> Instructions to follow
Rescale the records from the start up to and including the line that contains "[[[68,209],[81,210],[87,205],[86,172],[79,167],[68,170]]]". Reproduce each of those lines, requests included, with every polygon coordinate multiplied by 1.9 and rounded to a whole number, halves rounded up.
########
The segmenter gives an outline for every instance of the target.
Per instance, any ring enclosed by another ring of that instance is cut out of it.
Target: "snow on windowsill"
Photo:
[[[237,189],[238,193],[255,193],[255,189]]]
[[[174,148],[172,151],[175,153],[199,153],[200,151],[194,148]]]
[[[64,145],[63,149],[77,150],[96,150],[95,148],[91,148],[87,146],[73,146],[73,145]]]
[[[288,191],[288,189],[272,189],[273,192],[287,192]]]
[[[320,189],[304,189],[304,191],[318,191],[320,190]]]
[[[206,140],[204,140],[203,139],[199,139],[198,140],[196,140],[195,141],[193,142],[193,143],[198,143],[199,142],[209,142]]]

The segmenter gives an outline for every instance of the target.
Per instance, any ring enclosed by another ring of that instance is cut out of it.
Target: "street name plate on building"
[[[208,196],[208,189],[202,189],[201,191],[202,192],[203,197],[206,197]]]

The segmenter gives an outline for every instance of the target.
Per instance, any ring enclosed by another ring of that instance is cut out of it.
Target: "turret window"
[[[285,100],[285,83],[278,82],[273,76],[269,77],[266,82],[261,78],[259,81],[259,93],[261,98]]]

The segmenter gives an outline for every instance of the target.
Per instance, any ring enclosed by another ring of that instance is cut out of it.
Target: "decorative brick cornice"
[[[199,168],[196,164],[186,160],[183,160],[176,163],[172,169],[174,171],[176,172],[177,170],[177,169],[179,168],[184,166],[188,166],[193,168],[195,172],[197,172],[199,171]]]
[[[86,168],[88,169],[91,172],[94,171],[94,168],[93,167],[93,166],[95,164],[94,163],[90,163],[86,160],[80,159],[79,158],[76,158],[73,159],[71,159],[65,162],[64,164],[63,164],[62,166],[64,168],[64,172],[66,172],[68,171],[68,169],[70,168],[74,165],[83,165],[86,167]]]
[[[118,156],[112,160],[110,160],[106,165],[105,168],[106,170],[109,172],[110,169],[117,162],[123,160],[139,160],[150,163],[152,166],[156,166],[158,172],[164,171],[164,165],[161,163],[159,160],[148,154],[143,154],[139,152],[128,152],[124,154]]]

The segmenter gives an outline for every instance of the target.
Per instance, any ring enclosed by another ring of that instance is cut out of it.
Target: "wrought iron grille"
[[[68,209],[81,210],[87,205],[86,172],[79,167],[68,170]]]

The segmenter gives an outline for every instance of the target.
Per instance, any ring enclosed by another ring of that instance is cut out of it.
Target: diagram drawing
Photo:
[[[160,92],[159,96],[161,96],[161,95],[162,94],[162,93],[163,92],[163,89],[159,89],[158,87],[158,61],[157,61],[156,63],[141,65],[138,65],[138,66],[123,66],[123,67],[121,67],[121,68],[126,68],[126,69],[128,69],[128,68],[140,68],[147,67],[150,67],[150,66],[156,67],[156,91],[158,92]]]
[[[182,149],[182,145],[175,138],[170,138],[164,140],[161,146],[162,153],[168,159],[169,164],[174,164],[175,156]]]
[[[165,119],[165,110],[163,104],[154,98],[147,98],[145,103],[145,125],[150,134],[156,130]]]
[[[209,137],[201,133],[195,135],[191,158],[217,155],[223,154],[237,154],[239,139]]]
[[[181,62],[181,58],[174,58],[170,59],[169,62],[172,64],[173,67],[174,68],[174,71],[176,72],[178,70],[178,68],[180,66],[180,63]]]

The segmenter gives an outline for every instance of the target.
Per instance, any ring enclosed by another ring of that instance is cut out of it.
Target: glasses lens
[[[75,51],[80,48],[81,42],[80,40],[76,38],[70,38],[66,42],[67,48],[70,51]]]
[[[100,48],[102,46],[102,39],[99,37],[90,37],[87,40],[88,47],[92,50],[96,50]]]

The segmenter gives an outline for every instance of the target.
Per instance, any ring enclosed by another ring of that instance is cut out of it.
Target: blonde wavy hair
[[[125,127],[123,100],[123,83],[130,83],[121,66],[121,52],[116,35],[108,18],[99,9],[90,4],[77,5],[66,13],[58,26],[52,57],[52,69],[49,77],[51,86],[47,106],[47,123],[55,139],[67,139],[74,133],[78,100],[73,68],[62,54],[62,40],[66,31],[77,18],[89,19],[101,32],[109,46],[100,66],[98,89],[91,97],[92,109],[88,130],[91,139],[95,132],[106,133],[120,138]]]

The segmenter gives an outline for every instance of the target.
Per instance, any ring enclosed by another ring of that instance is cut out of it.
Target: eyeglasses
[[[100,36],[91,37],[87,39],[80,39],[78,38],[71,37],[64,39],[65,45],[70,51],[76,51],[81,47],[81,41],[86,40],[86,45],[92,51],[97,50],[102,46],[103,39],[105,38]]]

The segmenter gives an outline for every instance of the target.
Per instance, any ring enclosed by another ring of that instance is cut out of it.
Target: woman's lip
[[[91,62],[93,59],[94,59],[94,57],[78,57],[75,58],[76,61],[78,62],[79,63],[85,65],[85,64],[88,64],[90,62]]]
########
> The answer
The segmenter gives an outline for every instance of the target.
Per instance, any ring enclosed by another ring of that instance is cut out of it.
Target: "snow on windowsill"
Photo:
[[[450,359],[452,367],[485,367],[485,359]]]
[[[331,281],[327,287],[333,291],[378,291],[380,287],[369,281]]]
[[[122,276],[120,283],[146,285],[182,285],[181,281],[173,281],[165,277],[139,277],[139,276]]]
[[[547,363],[547,359],[517,359],[519,365],[545,365]]]
[[[608,359],[578,359],[578,363],[604,363],[608,361]]]
[[[391,266],[388,266],[386,264],[378,264],[376,266],[372,266],[371,268],[367,270],[367,272],[376,272],[378,270],[397,270]]]

The segmenter gives an outline for every instance of the target.
Per instance, any ring enclosed by another ring of that instance is cut out of it.
Target: "street name plate on building"
[[[395,372],[395,359],[384,359],[382,363],[384,365],[386,374],[391,374]]]

The segmenter gives an outline for every instance of the target.
Per instance, any ring enclosed by another ring of that instance is cut out of it.
Target: "turret window"
[[[542,190],[542,158],[528,156],[519,144],[511,146],[505,156],[496,148],[492,154],[492,177],[496,186]]]

The segmenter gives an outline for every instance of the target.
Per instance, any ring enclosed by another ring of that instance is cut out of it.
Target: "decorative brick cornice"
[[[378,319],[372,312],[353,304],[348,304],[334,310],[327,321],[331,325],[334,327],[336,323],[336,321],[340,319],[350,315],[357,315],[367,319],[371,327],[374,327],[378,325]]]
[[[163,319],[167,321],[173,327],[179,325],[179,319],[177,317],[177,315],[181,312],[179,310],[171,310],[163,304],[152,302],[150,300],[144,300],[139,302],[135,302],[124,308],[122,312],[120,312],[118,315],[122,319],[122,327],[125,327],[129,325],[129,321],[133,319],[141,314],[158,314],[163,317]]]
[[[224,296],[213,304],[209,304],[201,314],[200,319],[201,323],[207,327],[209,321],[222,308],[234,304],[264,304],[285,310],[289,315],[296,315],[300,327],[312,325],[312,314],[306,310],[302,304],[281,293],[272,293],[264,289],[243,289],[236,293]]]

The segmenter gives an outline for every instance of the target.
Per instance, any ring enclosed by another ring of that instance is cut out of it.
Target: "wrought iron grille"
[[[129,397],[154,399],[165,390],[163,327],[150,317],[129,323]]]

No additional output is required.